Copy every one of the items below word for word, and leave the pictures out of your copy.
— Start Data listing —
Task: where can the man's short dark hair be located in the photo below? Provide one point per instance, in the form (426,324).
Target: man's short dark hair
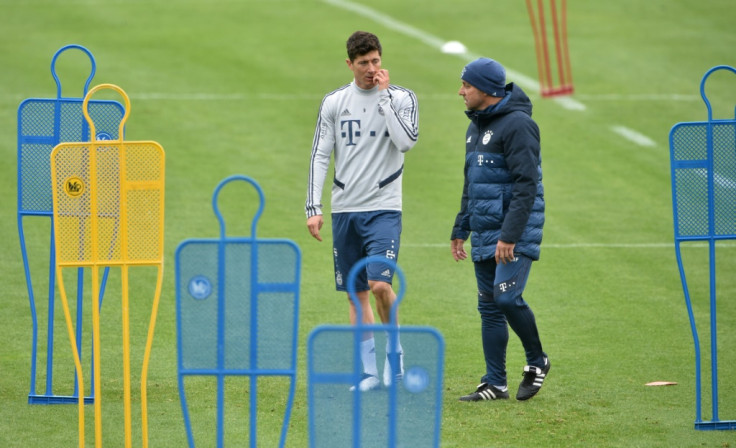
(362,42)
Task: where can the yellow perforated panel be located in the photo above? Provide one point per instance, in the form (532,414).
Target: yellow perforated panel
(108,202)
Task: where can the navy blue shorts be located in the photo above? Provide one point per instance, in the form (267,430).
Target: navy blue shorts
(361,234)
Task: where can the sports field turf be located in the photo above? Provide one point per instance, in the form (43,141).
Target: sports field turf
(232,87)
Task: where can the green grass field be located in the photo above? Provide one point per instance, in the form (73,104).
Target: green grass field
(233,87)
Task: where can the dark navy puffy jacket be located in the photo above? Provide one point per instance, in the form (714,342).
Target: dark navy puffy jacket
(503,196)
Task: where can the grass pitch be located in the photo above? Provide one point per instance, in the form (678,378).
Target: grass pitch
(230,87)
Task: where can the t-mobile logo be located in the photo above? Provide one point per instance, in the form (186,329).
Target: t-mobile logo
(350,129)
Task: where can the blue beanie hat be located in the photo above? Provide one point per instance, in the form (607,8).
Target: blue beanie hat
(486,75)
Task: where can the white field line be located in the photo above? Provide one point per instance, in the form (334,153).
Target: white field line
(633,136)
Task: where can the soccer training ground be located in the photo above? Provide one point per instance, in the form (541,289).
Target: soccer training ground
(233,87)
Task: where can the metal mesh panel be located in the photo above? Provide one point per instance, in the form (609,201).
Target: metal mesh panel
(691,178)
(333,407)
(724,172)
(275,301)
(238,291)
(37,121)
(73,210)
(692,201)
(689,142)
(198,302)
(76,228)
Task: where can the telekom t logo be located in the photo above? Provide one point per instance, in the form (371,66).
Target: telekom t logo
(353,130)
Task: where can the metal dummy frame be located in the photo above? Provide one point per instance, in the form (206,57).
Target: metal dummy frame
(108,210)
(263,288)
(699,220)
(35,142)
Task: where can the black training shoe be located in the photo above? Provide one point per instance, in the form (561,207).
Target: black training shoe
(486,392)
(532,382)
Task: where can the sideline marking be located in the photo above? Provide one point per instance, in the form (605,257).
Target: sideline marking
(633,136)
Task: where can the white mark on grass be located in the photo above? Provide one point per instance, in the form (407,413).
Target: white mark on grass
(633,136)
— End Data listing —
[Result for this task]
Task: where can the man's short dark hair be located in the photo below? Provide one point per instance, in the form (426,324).
Target: man's short dark hair
(362,42)
Task: where can the yellow perforated panel be located in the photo above? Provide one point per instance, in the form (532,414).
Target: yellow perforated panel
(108,202)
Task: where can the navy blue shorts be located in the photo above? Provide one point per instance, in the form (267,430).
Target: navy blue shorts
(361,234)
Task: where can the sports field turf be located in the photo above? Provide one point per instance, in the form (43,141).
Target: sports field turf
(232,87)
Task: where can the green grass field be located in the photo above? Provide one point per instance, in the form (73,104).
Target: green grass field
(233,87)
Task: where can the dark navy puffy jacket be located in the photo above? Provide one point per instance, in the form (714,342).
Target: dark navy puffy jacket
(503,196)
Task: where can the grass pitch be located in the photo above? Provide one point per instance, in the form (678,378).
Target: grass pitch
(230,87)
Task: where can the t-mobile logo be located in the photo above? Provide one point per instance, in the form (186,329).
Target: t-mobile logo
(350,129)
Task: where can the blue beanie hat be located in the photo above? Provide one point per instance, in the form (607,8).
Target: blue beanie hat
(486,75)
Task: where can the white field line be located in the photo above? Provide one point per instance, in the form (334,153).
Target: white field line
(633,136)
Task: where can the soccer training ground be located in the photo above? Provide one point per instance, in the form (541,289).
Target: soccer training ground
(233,87)
Task: where can the metal mesh panel be located in the photo above? Provide one point per instance, in the form (609,201).
Target: metal mesh panel
(691,178)
(333,407)
(724,172)
(275,301)
(238,291)
(37,121)
(73,210)
(692,201)
(689,142)
(198,302)
(76,228)
Task: where can the telekom t logo be located in the photo above? Provide one point per instance, in the form (371,66).
Target: telekom t logo
(353,130)
Task: where can the metal dummy frame be located in the photo above? Provide one point per instance, in the form (206,57).
Target: metal dummy frame
(108,210)
(263,288)
(699,220)
(35,142)
Task: where can the black training shoe be located in the photo above? Provide one point per instance, in the form (561,207).
Target: black training shoe
(486,392)
(532,382)
Task: where can the sideline marking be located in the photo above? Provide one point per instance, in the form (605,257).
Target: sideline marking
(633,136)
Task: where can the white mark on grass be located in the photo above? Provide one point per instance, in the form (407,413).
Target: white mark on grass
(633,136)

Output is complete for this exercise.